- GOAL
Write the material out again in full, word for word. Do not include the pictures.

- SUPPLIED RECORDS

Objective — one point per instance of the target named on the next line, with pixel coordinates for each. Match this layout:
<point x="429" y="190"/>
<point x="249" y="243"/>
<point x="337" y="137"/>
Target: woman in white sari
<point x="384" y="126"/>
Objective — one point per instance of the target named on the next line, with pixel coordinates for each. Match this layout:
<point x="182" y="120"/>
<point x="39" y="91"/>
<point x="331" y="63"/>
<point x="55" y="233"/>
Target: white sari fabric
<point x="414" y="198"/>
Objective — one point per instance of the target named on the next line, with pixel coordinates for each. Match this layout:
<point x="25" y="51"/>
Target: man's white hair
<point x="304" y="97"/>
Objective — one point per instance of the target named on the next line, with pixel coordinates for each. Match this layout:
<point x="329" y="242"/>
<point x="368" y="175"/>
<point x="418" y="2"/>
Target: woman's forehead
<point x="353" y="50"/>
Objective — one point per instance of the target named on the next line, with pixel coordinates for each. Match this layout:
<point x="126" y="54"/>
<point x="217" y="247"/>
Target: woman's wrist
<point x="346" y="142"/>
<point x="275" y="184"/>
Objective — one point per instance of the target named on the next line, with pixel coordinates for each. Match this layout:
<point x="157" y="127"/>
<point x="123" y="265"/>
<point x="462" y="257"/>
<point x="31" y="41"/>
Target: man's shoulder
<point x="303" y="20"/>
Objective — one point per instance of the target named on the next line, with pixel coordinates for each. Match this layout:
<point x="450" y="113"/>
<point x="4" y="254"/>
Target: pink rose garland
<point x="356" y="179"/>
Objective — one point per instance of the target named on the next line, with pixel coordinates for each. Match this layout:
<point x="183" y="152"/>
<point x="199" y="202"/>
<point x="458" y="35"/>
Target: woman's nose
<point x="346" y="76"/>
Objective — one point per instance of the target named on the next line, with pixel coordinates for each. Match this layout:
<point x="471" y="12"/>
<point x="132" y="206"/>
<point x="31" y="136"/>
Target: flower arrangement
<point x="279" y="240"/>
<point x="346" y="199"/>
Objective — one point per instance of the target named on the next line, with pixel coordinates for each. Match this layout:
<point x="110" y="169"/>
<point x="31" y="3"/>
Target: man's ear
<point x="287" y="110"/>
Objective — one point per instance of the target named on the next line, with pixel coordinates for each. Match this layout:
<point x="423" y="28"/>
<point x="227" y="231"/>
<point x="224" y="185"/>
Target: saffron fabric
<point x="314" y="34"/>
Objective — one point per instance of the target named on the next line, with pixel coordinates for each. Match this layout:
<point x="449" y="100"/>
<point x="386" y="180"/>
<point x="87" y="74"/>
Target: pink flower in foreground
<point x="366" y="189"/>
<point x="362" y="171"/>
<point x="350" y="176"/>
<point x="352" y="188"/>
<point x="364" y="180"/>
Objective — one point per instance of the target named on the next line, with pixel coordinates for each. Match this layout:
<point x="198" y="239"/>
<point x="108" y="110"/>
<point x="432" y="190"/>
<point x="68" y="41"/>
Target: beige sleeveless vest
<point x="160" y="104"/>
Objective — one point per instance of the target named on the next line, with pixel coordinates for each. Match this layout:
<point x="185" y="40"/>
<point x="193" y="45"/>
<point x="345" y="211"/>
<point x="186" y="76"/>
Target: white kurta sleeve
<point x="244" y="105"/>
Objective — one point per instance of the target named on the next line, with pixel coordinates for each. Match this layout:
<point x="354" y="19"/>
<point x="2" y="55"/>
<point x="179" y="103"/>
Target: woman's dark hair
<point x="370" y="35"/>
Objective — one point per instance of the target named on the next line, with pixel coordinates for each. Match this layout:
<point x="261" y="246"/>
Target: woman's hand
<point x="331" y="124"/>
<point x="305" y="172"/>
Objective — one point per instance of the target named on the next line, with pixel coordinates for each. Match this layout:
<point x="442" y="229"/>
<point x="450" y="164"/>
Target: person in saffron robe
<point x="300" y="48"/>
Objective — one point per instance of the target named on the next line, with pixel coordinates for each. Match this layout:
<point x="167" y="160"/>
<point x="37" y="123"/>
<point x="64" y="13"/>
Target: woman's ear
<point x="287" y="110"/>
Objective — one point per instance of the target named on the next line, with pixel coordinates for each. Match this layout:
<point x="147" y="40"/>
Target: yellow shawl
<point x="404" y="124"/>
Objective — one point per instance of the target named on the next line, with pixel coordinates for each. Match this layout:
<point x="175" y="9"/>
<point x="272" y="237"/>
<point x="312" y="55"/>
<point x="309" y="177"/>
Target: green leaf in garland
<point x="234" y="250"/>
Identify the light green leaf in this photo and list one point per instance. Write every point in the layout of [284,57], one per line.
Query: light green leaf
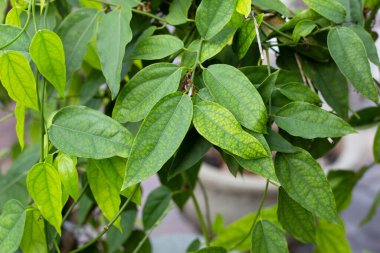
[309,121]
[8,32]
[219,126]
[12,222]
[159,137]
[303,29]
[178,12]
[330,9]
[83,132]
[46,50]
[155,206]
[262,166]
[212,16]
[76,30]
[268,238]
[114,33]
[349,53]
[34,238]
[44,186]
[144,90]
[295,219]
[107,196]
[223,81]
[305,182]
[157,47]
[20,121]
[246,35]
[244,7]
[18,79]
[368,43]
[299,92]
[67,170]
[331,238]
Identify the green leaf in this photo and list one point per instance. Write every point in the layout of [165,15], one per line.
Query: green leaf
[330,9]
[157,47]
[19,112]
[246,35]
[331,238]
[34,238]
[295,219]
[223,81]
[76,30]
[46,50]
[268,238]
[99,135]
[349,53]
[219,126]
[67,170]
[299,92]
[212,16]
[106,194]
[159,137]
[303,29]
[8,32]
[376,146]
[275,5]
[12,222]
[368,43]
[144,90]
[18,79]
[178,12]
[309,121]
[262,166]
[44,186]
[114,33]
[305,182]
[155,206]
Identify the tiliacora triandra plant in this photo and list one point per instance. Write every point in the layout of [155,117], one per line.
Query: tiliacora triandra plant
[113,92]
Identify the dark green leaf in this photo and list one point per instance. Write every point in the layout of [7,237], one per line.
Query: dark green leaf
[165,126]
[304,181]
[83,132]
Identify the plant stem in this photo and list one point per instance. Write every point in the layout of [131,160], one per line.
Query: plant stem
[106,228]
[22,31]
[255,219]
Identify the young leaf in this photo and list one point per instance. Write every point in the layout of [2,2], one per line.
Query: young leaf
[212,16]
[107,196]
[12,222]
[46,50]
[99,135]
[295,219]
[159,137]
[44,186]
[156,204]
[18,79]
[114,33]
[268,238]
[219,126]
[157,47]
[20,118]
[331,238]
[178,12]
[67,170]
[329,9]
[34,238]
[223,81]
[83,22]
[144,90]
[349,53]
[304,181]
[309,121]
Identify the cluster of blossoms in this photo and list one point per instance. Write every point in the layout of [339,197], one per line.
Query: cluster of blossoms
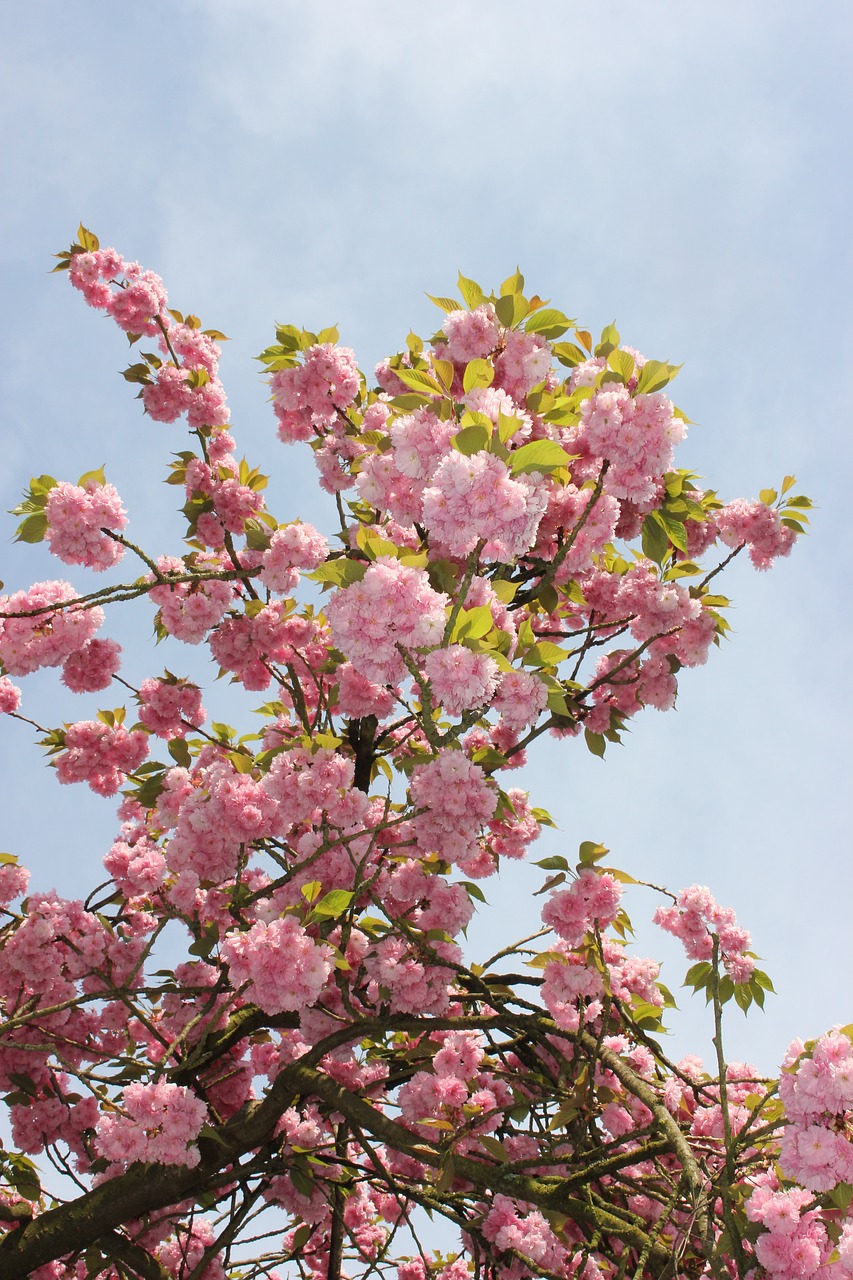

- SOLUTION
Objective — one point per instance of the target named on the next line, with pixel coordinates for each. Match this layout:
<point x="429" y="190"/>
<point x="249" y="243"/>
<point x="337" y="137"/>
Target: woman in white sari
<point x="384" y="126"/>
Objective — one point per instance of the target named on the next line, with pixel coordinates for each. Match this layout:
<point x="182" y="120"/>
<point x="39" y="91"/>
<point x="331" y="63"/>
<point x="55" y="233"/>
Target: white sari fabric
<point x="414" y="198"/>
Objective — one point per instance of the target named on the next line, with pixel coordinates for each. Match this layout:
<point x="25" y="51"/>
Target: man's white hair
<point x="304" y="97"/>
Objective — one point per instance of the target named on the next line, with pixel coordinates for each. Match this layout:
<point x="329" y="242"/>
<point x="368" y="175"/>
<point x="418" y="2"/>
Target: woman's forehead
<point x="353" y="50"/>
Objective — one point per instance of the target named on the next line, with pixel coordinates for each. Match this layout:
<point x="126" y="54"/>
<point x="217" y="247"/>
Target: woman's wrist
<point x="346" y="142"/>
<point x="275" y="184"/>
Objective — one point per instance of the target named on the next line, with pixel coordinates for each. Match this layout:
<point x="157" y="127"/>
<point x="123" y="265"/>
<point x="462" y="257"/>
<point x="31" y="41"/>
Target: man's shoulder
<point x="303" y="20"/>
Objective — one point per instance of the target named on the next line, with pixel coordinates for each. Match this layout:
<point x="450" y="113"/>
<point x="4" y="254"/>
Target: pink rose garland
<point x="356" y="179"/>
Objective — one point per instance of the target named on the next line, with pixel coordinates for each. Match this layout:
<point x="183" y="152"/>
<point x="199" y="202"/>
<point x="458" y="35"/>
Target: woman's nose
<point x="346" y="76"/>
Objective — one point per instance of the target named on the next line, with pixel coordinates for each. Match this layout:
<point x="471" y="12"/>
<point x="132" y="206"/>
<point x="31" y="136"/>
Target: flower arrangement
<point x="279" y="240"/>
<point x="346" y="199"/>
Objective — one point per instance of the target named on the next line, with pixel coordinates for each. Match this layout:
<point x="110" y="169"/>
<point x="31" y="3"/>
Target: man's ear
<point x="287" y="110"/>
Objective — one point per instance of the target named on the next line, with pixel coordinates for each. Match this layout:
<point x="423" y="28"/>
<point x="227" y="231"/>
<point x="224" y="185"/>
Target: saffron fabric
<point x="314" y="34"/>
Objective — one point per instance of the target named on the next line, with pixel coordinates for each. Match this layout:
<point x="449" y="100"/>
<point x="386" y="180"/>
<point x="87" y="74"/>
Target: pink flower in foreground
<point x="366" y="189"/>
<point x="362" y="171"/>
<point x="350" y="176"/>
<point x="352" y="188"/>
<point x="364" y="180"/>
Objective — one point per instance of the target named on the next line, with pixel coordinates for each. Match this layout:
<point x="198" y="239"/>
<point x="108" y="110"/>
<point x="432" y="190"/>
<point x="68" y="41"/>
Target: beige sleeveless vest
<point x="160" y="104"/>
Objective — one point per instance of the target named on the next line, with pixel coordinates for each. Match this layout:
<point x="185" y="40"/>
<point x="193" y="45"/>
<point x="345" y="211"/>
<point x="186" y="76"/>
Target: white kurta sleeve
<point x="244" y="105"/>
Objective — one point per instance of the target named on the next line, with pixel coordinates for each. Match this layout:
<point x="354" y="19"/>
<point x="2" y="55"/>
<point x="179" y="103"/>
Target: woman's dark hair
<point x="370" y="35"/>
Objective — one point per instance of the target named on the next line, with pixel coordinates for each. Match this layout:
<point x="261" y="246"/>
Target: woman's hand
<point x="331" y="124"/>
<point x="305" y="172"/>
Objective — one point per instance of the target named on the next line, with pixel coordinates for each. Match this layout:
<point x="442" y="229"/>
<point x="450" y="164"/>
Target: person in saffron robe
<point x="300" y="48"/>
Objective — one point per instance of the target named on the next line, with pixel coordinates for each. Match this layout:
<point x="167" y="160"/>
<point x="37" y="123"/>
<point x="64" y="13"/>
Target: woman's ear
<point x="287" y="110"/>
Objective — one point per instance of the target named on the next line, with pixel coordinates for each. Match this layout:
<point x="147" y="40"/>
Target: yellow shawl
<point x="404" y="124"/>
Objective — one point per instance of the target named on the next line, with pixel coordinates for each. Match this layout:
<point x="175" y="9"/>
<point x="272" y="237"/>
<point x="312" y="55"/>
<point x="309" y="177"/>
Target: green leaf in garland
<point x="234" y="250"/>
Identify the light green leaf in this photo and list one point per instance. Write every point in the layout of [284,57], one per line.
Query: light green leaf
[309,121]
[8,32]
[219,126]
[12,222]
[159,137]
[303,29]
[178,12]
[330,9]
[83,132]
[46,50]
[155,206]
[262,166]
[212,16]
[76,30]
[268,238]
[114,33]
[349,53]
[34,238]
[44,186]
[144,90]
[295,219]
[107,196]
[223,81]
[305,182]
[157,47]
[20,121]
[246,35]
[244,7]
[18,79]
[368,43]
[299,92]
[67,170]
[331,238]
Identify the green leaf in this photo and list one point per instance. Write every point in the layout of [165,15], one per line.
Query: green leaf
[330,9]
[157,47]
[19,112]
[246,35]
[331,238]
[34,238]
[295,219]
[223,81]
[76,30]
[46,50]
[268,238]
[99,135]
[349,53]
[219,126]
[67,170]
[299,92]
[212,16]
[106,194]
[159,137]
[303,29]
[8,32]
[376,146]
[275,5]
[12,222]
[368,43]
[144,90]
[18,79]
[178,12]
[309,121]
[262,166]
[44,186]
[114,33]
[305,182]
[155,206]
Identify the tiliacora triandra plant in this photo and list one point per instance. Write every point in the layout of [155,117], one per line.
Query: tiliacora triandra plant
[113,92]
Identify the dark green leaf in this photo and list one point per instance. Write every point in the layout of [7,237], one per line.
Query: dark green leaf
[165,126]
[304,181]
[83,132]
Identify the plant stem in this photo and list one point per instance. Write every point in the layout of [131,160], one per line.
Query: plant stem
[106,228]
[22,31]
[255,219]
Identify the young leaf in this photo and list one point per instance. Write every point in the layout of [2,2], one per line.
Query: young leaf
[212,16]
[107,196]
[12,222]
[46,50]
[99,135]
[295,219]
[159,137]
[44,186]
[156,204]
[18,79]
[114,33]
[268,238]
[219,126]
[157,47]
[20,118]
[331,238]
[178,12]
[67,170]
[329,9]
[34,238]
[223,81]
[83,22]
[144,90]
[349,53]
[304,181]
[309,121]
Identify the cluster of blossoms in this photo and list one point per instance. Write every point in the layout of [339,197], one per line.
Query: cluster of blossoms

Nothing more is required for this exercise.